Extracted material:

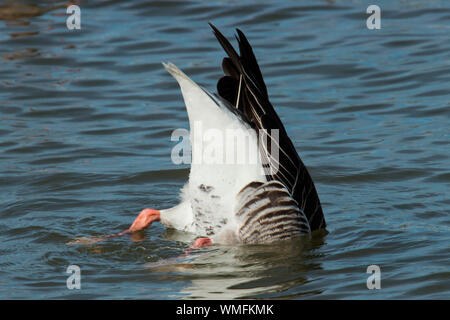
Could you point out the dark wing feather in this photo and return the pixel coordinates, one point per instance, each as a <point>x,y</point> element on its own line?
<point>243,79</point>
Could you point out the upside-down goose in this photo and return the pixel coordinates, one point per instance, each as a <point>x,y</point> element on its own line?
<point>250,202</point>
<point>268,200</point>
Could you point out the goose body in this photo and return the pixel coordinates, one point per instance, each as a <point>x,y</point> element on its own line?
<point>254,188</point>
<point>269,199</point>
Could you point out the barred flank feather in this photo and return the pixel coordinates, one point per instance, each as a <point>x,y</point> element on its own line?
<point>268,213</point>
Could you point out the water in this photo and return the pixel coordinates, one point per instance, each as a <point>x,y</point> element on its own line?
<point>85,124</point>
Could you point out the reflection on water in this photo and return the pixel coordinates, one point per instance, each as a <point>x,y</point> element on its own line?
<point>86,118</point>
<point>257,271</point>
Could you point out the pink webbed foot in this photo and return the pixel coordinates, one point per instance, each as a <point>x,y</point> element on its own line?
<point>144,220</point>
<point>202,242</point>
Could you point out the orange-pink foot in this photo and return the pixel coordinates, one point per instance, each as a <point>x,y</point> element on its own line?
<point>144,220</point>
<point>202,242</point>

Stated task: Render the records above as a two-column CSV with the header row request,answer, giving one row per request: the request text in the first quoted field and its answer in the second, with line breaks turned into spaces. Leave the pictures out.

Complete output:
request,answer
"Could you point out the dark wing feather in this photo and return the pixel coordinates, one point per instance, each as a <point>x,y</point> element on its own line?","<point>243,79</point>"
"Could you point out the upside-down goose in this photo and return the pixel coordinates, one point per instance, each as a <point>x,y</point> element on its own line?","<point>250,202</point> <point>268,200</point>"
"Could you point out the goose body in this photo and return the pixel coordinates, one point per instance, each as a <point>x,y</point> element on its own line?","<point>254,188</point> <point>269,199</point>"
"Could you point out the barred flank feather in this photo and return the pixel coordinates, one point per instance, each as a <point>x,y</point> element on its own line?","<point>268,213</point>"
"Could you point out the water in this photo and return the pixel coordinates, one point per instance, each as a <point>x,y</point> element on its own line?","<point>85,124</point>"
"Could you point out the reflection on water in this photo and return the pixel coordinates, one point per instance, each as a <point>x,y</point> element on its own line?","<point>86,118</point> <point>257,271</point>"
"Could you point out the pink webbed foot in this photo and return the pixel coordinates, one point per instance, each as a <point>x,y</point> element on its own line?","<point>144,220</point> <point>202,242</point>"
"Could you point out the orange-pink foot in this photo and return the pixel coordinates, one point per instance, each as a <point>x,y</point> element on its own line?","<point>144,220</point> <point>202,242</point>"